• Problem to work on
In the passage below about Henderson's ambulance services, who said that a formal agreement would let the city set clear expectations and hold the company accountable?

• Quoted passage
((

What’s the point in allowing a private ambulance company to service a municipality, if that company can’t respond to emergencies? Apparently, the residents of Henderson are about to find out.
As reported by the Review-Journal’s Colton Lochhead earlier this month, the city of Henderson wants to franchise out its nonemergency ambulance services to a private company. The city has used private companies to handle such services for years, but Fire Chief Matthew Morris said those relationships had always been loose and without a formal agreement. Such an agreement, Mr. Morris said, will allow the city to outline “clear expectations for what they do, and we can hold them accountable.”
In other words, city government can impose more regulations — most notably, only allowing the prospective franchisee to respond to nonemergency calls, which is not exactly what you think of when you think of an ambulance service — and collect a nice franchise fee. The private company would handle auxiliary services, such as hospital-to-hospital transfers, or driving patients from a doctor’s office to a hospital or their homes.

))

• Source information
((

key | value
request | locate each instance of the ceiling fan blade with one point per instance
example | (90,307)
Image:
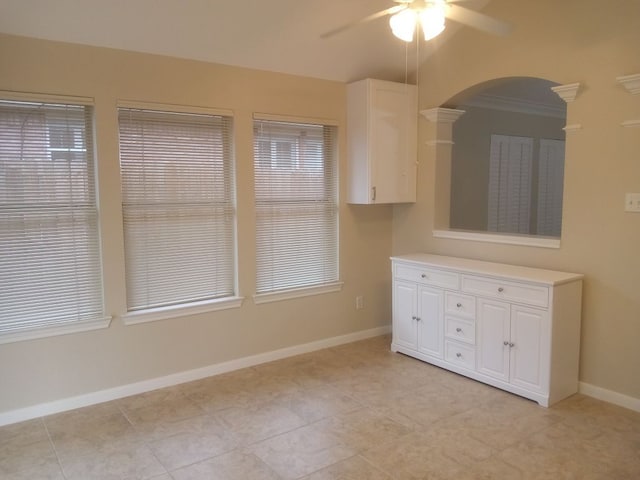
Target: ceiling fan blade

))

• Reply
Fire Chief Matthew Morris